→ TASK INPUT:

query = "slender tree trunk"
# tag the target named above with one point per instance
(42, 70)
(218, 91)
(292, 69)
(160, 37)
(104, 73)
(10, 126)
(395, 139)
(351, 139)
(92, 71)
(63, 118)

→ SHORT TASK:
Render every line of the records above as a JSON list of strings, with one string per line and blank lines omitted.

→ SOLUTION TO THE PROBLEM:
[
  "query = \"slender tree trunk\"",
  "# tag the target named above with one point per instance",
  "(42, 70)",
  "(218, 91)",
  "(292, 69)",
  "(160, 37)",
  "(104, 73)",
  "(10, 126)",
  "(395, 139)",
  "(351, 139)",
  "(92, 71)",
  "(63, 118)"
]